#### ASSIGNED TASK:
Search the material below for "shaggy" and copy every line where it occurs.

#### RECORDS FOR PROCESSING:
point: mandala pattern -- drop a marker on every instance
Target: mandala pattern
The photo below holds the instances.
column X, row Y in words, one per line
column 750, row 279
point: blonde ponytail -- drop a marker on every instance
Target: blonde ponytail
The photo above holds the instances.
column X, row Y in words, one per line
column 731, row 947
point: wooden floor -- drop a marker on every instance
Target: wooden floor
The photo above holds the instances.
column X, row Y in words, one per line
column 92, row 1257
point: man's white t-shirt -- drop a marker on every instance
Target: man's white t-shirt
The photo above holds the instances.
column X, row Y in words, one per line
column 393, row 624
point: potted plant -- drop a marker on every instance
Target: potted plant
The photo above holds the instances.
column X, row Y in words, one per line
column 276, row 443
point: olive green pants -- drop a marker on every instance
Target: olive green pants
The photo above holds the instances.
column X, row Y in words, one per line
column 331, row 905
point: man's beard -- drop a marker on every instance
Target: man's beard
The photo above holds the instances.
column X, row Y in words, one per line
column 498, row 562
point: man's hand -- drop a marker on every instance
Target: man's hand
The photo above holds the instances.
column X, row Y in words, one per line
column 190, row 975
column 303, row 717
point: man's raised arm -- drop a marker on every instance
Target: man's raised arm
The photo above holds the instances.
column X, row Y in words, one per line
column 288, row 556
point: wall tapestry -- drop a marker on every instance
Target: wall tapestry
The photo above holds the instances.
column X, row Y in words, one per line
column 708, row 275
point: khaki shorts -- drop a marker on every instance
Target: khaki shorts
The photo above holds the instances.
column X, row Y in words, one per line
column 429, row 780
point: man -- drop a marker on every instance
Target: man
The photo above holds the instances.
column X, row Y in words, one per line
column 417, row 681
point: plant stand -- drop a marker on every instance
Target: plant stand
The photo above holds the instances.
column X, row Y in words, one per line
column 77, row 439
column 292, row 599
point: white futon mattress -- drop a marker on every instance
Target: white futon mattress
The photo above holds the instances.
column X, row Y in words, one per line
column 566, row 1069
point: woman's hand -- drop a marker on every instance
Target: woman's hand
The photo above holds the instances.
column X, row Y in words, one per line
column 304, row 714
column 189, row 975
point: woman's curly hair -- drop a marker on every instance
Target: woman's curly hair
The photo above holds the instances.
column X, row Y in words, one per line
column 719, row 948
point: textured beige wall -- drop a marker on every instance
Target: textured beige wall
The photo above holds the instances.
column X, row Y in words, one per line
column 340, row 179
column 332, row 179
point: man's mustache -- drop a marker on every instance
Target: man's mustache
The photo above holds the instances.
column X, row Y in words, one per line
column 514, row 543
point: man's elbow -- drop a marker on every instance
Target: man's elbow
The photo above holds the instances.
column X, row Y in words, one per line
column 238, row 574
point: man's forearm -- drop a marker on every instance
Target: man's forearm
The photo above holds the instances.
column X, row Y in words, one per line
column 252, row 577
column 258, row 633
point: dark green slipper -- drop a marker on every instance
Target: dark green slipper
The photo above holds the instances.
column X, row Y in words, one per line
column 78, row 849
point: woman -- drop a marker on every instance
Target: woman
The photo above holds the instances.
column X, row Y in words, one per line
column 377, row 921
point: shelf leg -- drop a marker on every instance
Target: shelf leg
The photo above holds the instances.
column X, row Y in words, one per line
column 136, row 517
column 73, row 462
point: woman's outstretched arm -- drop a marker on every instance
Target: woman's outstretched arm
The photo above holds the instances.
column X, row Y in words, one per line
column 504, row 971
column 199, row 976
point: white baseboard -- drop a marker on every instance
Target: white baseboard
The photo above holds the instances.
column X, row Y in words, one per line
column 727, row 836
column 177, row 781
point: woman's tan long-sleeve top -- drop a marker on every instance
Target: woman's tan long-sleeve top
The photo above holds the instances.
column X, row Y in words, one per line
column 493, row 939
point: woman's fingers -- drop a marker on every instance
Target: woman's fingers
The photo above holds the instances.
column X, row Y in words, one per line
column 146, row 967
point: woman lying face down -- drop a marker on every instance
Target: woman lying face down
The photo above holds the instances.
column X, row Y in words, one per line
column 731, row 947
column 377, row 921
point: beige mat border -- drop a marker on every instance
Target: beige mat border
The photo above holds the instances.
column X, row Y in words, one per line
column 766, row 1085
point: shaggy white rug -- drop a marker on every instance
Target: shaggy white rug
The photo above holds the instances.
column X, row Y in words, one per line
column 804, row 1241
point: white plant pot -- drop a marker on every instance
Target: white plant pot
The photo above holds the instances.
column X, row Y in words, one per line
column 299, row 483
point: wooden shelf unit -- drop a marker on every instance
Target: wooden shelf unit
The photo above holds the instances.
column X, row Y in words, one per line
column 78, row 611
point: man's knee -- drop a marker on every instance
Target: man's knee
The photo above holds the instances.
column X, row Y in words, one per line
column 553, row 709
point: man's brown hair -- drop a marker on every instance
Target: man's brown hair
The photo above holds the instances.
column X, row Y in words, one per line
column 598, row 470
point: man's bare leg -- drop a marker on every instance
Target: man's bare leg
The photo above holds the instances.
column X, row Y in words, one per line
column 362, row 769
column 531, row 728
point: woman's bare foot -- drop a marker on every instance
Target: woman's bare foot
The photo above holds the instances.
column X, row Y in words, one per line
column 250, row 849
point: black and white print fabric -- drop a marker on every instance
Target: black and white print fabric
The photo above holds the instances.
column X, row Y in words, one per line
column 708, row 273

#### SOLVED EXERCISE:
point: shaggy white rug -- drop a marker on every instance
Target: shaggy white rug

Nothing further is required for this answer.